WHAT IS BEING ASKED:
Return the lines that run from the beginning of the entries to the line holding "positive clicks: (499, 318)", inclusive, and drop the pictures.

Saved entries:
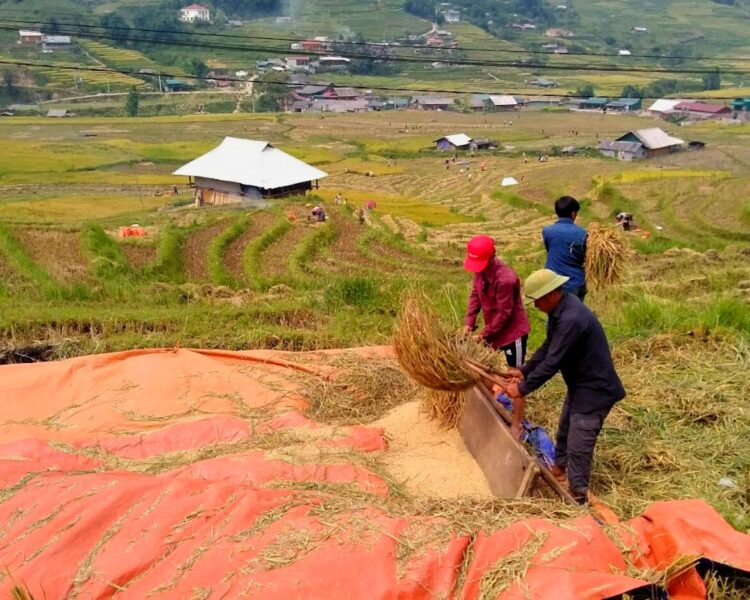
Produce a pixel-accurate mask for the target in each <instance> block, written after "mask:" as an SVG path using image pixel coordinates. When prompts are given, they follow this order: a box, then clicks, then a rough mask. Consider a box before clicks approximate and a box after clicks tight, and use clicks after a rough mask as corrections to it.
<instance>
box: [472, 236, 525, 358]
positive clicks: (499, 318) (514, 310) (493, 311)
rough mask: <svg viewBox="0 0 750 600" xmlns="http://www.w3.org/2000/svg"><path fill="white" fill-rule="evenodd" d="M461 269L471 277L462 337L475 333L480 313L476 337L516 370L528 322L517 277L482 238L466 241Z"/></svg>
mask: <svg viewBox="0 0 750 600" xmlns="http://www.w3.org/2000/svg"><path fill="white" fill-rule="evenodd" d="M464 269H466V270H467V271H470V272H472V273H474V280H473V282H472V285H471V295H470V296H469V304H468V307H467V308H466V318H465V319H464V333H465V334H466V335H469V334H471V332H473V331H474V330H475V329H476V322H477V315H478V314H479V312H480V311H481V312H482V318H483V320H484V328H483V329H482V331H481V332H480V333H479V337H480V338H481V339H482V340H483V341H484V342H485V343H486V344H487V345H488V346H491V347H492V348H494V349H495V350H498V351H502V352H503V353H504V354H505V358H506V360H507V361H508V364H509V365H510V366H511V367H516V368H518V367H520V366H521V365H522V364H523V361H524V359H525V358H526V341H527V339H528V337H529V319H528V317H527V316H526V310H525V309H524V306H523V297H522V296H521V281H520V280H519V279H518V275H516V273H515V271H513V269H511V268H510V267H509V266H508V265H506V264H505V263H504V262H503V261H501V260H500V259H499V258H497V256H496V253H495V241H494V240H493V239H492V238H491V237H489V236H486V235H478V236H476V237H473V238H471V239H470V240H469V243H468V244H467V245H466V259H465V260H464Z"/></svg>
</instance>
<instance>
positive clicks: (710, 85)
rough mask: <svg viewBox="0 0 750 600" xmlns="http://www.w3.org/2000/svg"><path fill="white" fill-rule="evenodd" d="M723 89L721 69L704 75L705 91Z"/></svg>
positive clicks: (717, 69)
mask: <svg viewBox="0 0 750 600" xmlns="http://www.w3.org/2000/svg"><path fill="white" fill-rule="evenodd" d="M720 88H721V71H719V67H716V68H714V70H713V71H709V72H708V73H705V74H704V75H703V89H705V90H718V89H720Z"/></svg>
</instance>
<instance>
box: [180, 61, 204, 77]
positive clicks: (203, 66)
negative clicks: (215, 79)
mask: <svg viewBox="0 0 750 600" xmlns="http://www.w3.org/2000/svg"><path fill="white" fill-rule="evenodd" d="M185 70H186V71H187V72H188V73H190V74H191V75H194V76H195V77H198V78H199V79H203V78H205V77H207V76H208V65H207V64H206V63H204V62H203V61H202V60H201V59H200V58H195V57H193V58H191V59H190V60H189V61H188V63H187V64H186V65H185Z"/></svg>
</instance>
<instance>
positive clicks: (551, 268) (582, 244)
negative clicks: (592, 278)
mask: <svg viewBox="0 0 750 600" xmlns="http://www.w3.org/2000/svg"><path fill="white" fill-rule="evenodd" d="M542 239H543V240H544V247H545V248H546V249H547V262H546V263H545V265H544V266H545V267H546V268H548V269H552V270H553V271H554V272H555V273H557V274H558V275H565V276H566V277H570V279H569V280H568V281H567V282H566V283H565V285H563V289H564V290H566V291H572V290H575V289H576V288H580V287H583V286H584V285H585V283H586V274H585V272H584V269H583V263H584V260H585V258H586V230H585V229H584V228H583V227H580V226H578V225H576V224H575V223H574V222H573V219H568V218H560V219H558V220H557V222H556V223H554V224H553V225H548V226H547V227H545V228H544V229H542Z"/></svg>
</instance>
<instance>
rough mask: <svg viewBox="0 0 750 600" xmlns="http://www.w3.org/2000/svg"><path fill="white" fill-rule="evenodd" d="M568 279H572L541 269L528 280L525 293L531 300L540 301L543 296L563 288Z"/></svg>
mask: <svg viewBox="0 0 750 600" xmlns="http://www.w3.org/2000/svg"><path fill="white" fill-rule="evenodd" d="M568 279H570V277H565V276H564V275H558V274H557V273H555V272H554V271H552V270H551V269H539V270H538V271H534V272H533V273H532V274H531V275H529V276H528V277H527V278H526V281H525V282H524V285H523V292H524V295H525V296H526V297H527V298H529V299H530V300H539V298H541V297H542V296H546V295H547V294H549V293H550V292H551V291H553V290H556V289H557V288H559V287H561V286H562V285H563V284H564V283H565V282H566V281H568Z"/></svg>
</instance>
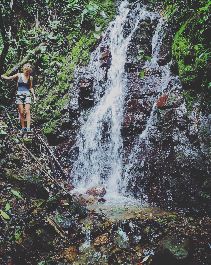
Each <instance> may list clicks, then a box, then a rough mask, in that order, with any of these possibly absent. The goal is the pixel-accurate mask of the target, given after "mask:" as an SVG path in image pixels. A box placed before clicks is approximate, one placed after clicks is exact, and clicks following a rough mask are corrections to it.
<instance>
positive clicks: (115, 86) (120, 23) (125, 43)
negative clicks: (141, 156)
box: [71, 1, 153, 196]
mask: <svg viewBox="0 0 211 265" xmlns="http://www.w3.org/2000/svg"><path fill="white" fill-rule="evenodd" d="M152 14H153V13H150V12H148V11H146V10H145V9H144V8H140V7H137V8H136V9H134V10H130V9H129V8H128V2H127V1H124V2H123V3H122V4H121V5H120V8H119V15H118V16H117V17H116V19H115V21H114V22H113V23H111V25H110V27H109V28H108V30H107V33H106V34H107V35H108V41H107V45H108V46H109V47H110V52H111V57H112V62H111V67H110V69H109V72H108V81H107V87H106V91H105V94H104V96H103V97H102V98H99V94H100V92H101V88H100V85H99V82H98V80H99V78H101V71H102V70H101V69H100V67H99V66H100V63H99V58H100V55H101V54H100V48H99V47H98V49H97V50H96V52H94V53H93V55H92V59H91V62H90V65H89V69H90V72H92V73H94V75H95V78H96V80H97V81H96V84H95V88H96V90H97V91H96V95H95V97H96V98H97V99H98V100H99V102H98V104H97V105H96V107H95V108H93V110H91V112H90V113H89V116H88V118H87V120H86V122H85V123H84V124H83V125H82V127H81V129H80V132H79V135H78V137H77V142H76V147H77V148H78V153H79V155H78V159H77V161H76V162H75V163H74V165H73V169H72V172H71V175H72V176H73V178H74V180H75V183H74V184H75V186H76V188H77V189H78V190H80V191H83V190H85V189H87V188H90V187H93V186H99V185H102V184H103V185H104V186H105V187H106V190H107V194H109V195H110V196H116V195H118V193H119V191H120V189H121V186H122V183H121V179H122V137H121V124H122V120H123V107H124V97H125V94H126V92H127V91H126V77H125V73H124V65H125V62H126V57H127V55H126V53H127V47H128V45H129V43H130V41H131V37H132V36H133V34H134V32H135V31H136V29H137V27H138V25H139V22H140V21H141V20H142V19H145V18H146V17H151V16H152ZM126 23H130V26H131V27H130V29H129V32H128V31H127V36H125V35H126V34H125V31H124V29H125V28H124V27H125V25H126ZM127 30H128V28H127ZM96 59H97V60H96ZM99 91H100V92H99Z"/></svg>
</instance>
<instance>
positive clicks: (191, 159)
mask: <svg viewBox="0 0 211 265" xmlns="http://www.w3.org/2000/svg"><path fill="white" fill-rule="evenodd" d="M132 5H133V6H134V7H135V4H132ZM130 27H132V25H131V24H130V21H128V22H127V23H126V24H125V25H124V35H125V36H127V34H128V32H127V31H128V30H129V29H130ZM174 30H175V28H174V27H173V26H172V24H171V23H168V21H167V20H166V19H165V18H162V16H161V15H160V14H159V13H158V12H152V13H150V15H149V16H146V18H144V19H141V20H140V22H139V24H138V27H137V30H136V31H135V32H134V34H133V35H132V38H131V41H130V44H129V45H128V47H127V57H126V62H125V64H124V69H125V71H124V75H125V77H126V87H127V92H126V95H125V98H124V107H123V113H124V115H123V120H122V123H121V137H122V142H123V145H122V151H121V154H122V164H123V171H122V179H123V185H122V186H121V188H122V189H124V192H125V193H130V194H131V193H132V194H133V195H134V196H135V197H138V198H140V197H141V198H144V199H147V200H148V201H149V202H151V203H156V204H158V205H163V206H165V207H168V206H181V207H187V208H189V207H191V208H192V209H193V208H194V209H199V208H201V206H203V207H205V208H206V209H207V210H208V211H209V209H208V204H209V202H210V187H209V186H210V176H209V175H210V168H211V163H210V143H209V142H210V127H209V126H210V125H209V122H210V119H209V117H208V114H207V113H206V112H204V111H203V109H202V108H201V106H200V100H198V101H197V100H196V101H195V103H194V104H193V105H192V108H189V105H188V102H187V97H184V96H186V93H187V91H185V90H184V87H183V84H182V83H181V81H180V79H179V77H178V76H177V74H178V71H177V63H176V62H175V61H174V60H172V52H171V51H172V48H171V47H172V43H173V37H174ZM106 34H107V35H105V36H104V37H102V42H101V43H100V49H101V51H100V52H99V53H98V55H96V53H95V56H98V59H97V60H98V61H99V62H100V63H99V72H98V73H96V71H97V68H95V69H94V71H90V69H91V68H90V67H87V68H79V69H77V71H76V73H75V81H74V85H73V89H72V90H71V92H70V94H71V102H70V103H69V125H68V126H67V127H68V133H66V135H71V136H70V137H71V140H67V142H68V148H67V149H70V150H71V151H70V152H69V161H71V162H69V161H68V160H66V161H65V160H64V162H66V165H67V166H68V167H69V168H70V172H71V168H72V165H73V164H74V162H75V161H76V160H77V158H78V156H79V152H80V151H79V150H78V148H77V146H76V145H75V143H76V139H77V137H78V136H77V133H78V131H80V125H82V124H84V123H85V122H86V120H87V119H88V118H87V117H89V114H90V113H91V112H92V111H93V109H94V108H95V107H96V106H97V104H98V102H99V101H100V99H101V98H102V97H103V96H104V94H105V91H106V86H107V84H108V82H109V79H107V78H108V76H107V74H108V73H107V71H109V67H110V66H109V64H107V65H105V67H101V66H102V58H101V55H102V53H103V51H102V49H104V48H105V47H106V45H107V39H108V34H109V33H108V32H107V33H106ZM110 48H111V47H110ZM111 61H112V58H111ZM111 63H112V62H111ZM92 70H93V69H92ZM96 75H97V76H98V78H97V82H96ZM102 126H103V128H104V129H103V131H104V134H103V136H102V141H106V140H107V139H108V138H109V126H110V125H109V123H106V122H104V123H102ZM70 175H71V177H72V178H74V175H72V173H70Z"/></svg>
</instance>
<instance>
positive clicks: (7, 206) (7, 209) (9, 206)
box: [4, 202, 11, 212]
mask: <svg viewBox="0 0 211 265" xmlns="http://www.w3.org/2000/svg"><path fill="white" fill-rule="evenodd" d="M4 209H5V211H6V212H7V211H9V210H10V209H11V205H10V204H9V203H8V202H7V203H6V205H5V208H4Z"/></svg>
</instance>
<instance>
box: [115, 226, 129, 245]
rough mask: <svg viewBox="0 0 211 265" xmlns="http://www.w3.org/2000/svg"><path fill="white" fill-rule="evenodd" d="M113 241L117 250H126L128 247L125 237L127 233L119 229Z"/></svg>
mask: <svg viewBox="0 0 211 265" xmlns="http://www.w3.org/2000/svg"><path fill="white" fill-rule="evenodd" d="M113 240H114V243H115V244H116V245H117V246H118V247H119V248H128V246H129V238H128V236H127V233H126V232H124V231H123V230H122V229H121V228H119V229H118V230H117V231H116V233H115V234H114V239H113Z"/></svg>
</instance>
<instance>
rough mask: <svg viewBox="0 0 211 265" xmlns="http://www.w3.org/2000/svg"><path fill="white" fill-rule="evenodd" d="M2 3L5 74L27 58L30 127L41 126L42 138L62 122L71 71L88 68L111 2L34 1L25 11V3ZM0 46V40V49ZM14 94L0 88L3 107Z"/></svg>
mask: <svg viewBox="0 0 211 265" xmlns="http://www.w3.org/2000/svg"><path fill="white" fill-rule="evenodd" d="M3 2H4V3H3V5H4V14H3V16H4V18H5V27H6V29H7V31H9V29H10V28H11V35H10V47H9V52H8V54H7V56H6V64H5V70H6V69H9V68H12V66H14V65H15V64H17V63H18V62H20V61H21V60H22V59H23V58H24V57H26V56H29V61H30V63H32V64H33V66H34V72H33V75H34V81H35V93H36V94H37V96H38V98H39V100H38V103H37V105H36V106H34V107H33V111H35V122H36V123H39V124H41V125H43V128H44V132H45V133H46V134H53V133H54V132H55V131H56V127H57V125H59V124H60V123H61V122H62V118H61V117H62V114H61V111H62V109H63V107H64V106H65V105H67V104H68V100H69V97H68V91H69V89H71V86H72V84H71V83H72V79H73V73H74V69H75V66H76V65H78V64H80V65H86V64H87V63H88V61H89V57H90V51H91V50H92V48H93V46H94V45H95V43H96V42H97V40H98V38H99V37H100V35H101V33H102V31H103V30H104V29H105V27H106V26H107V25H108V23H109V22H110V21H111V19H112V18H113V16H114V13H115V3H114V2H113V1H112V0H105V1H100V0H61V1H53V0H37V1H35V2H33V3H31V4H30V5H29V4H28V1H27V0H17V1H14V2H13V5H10V3H9V2H8V1H6V0H3ZM18 10H21V11H22V12H21V13H19V11H18ZM7 18H8V19H7ZM1 43H2V40H1V35H0V47H1V45H2V44H1ZM40 43H44V45H43V47H42V49H41V50H40V51H39V52H37V53H35V54H33V53H32V50H33V49H35V47H37V46H38V45H40ZM17 70H20V69H17ZM0 82H1V81H0ZM11 84H12V86H11ZM3 85H4V87H3ZM15 89H16V87H15V82H10V81H9V82H5V81H4V82H1V83H0V93H1V95H2V102H9V100H10V99H11V98H12V97H13V96H14V94H15Z"/></svg>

RESPONSE FOR THIS EXERCISE:
Produce a pixel-accurate mask for the target in each <instance> block, written after "mask:" as an SVG path using image pixel coordinates. When prompts are given, they follow this order: a box, then clicks, then a rough mask. Consider a box before clicks approximate and a box after clicks tight, and use clicks after a rough mask as corrections to it.
<instance>
box: [472, 236, 525, 358]
positive clicks: (499, 318) (514, 310) (493, 311)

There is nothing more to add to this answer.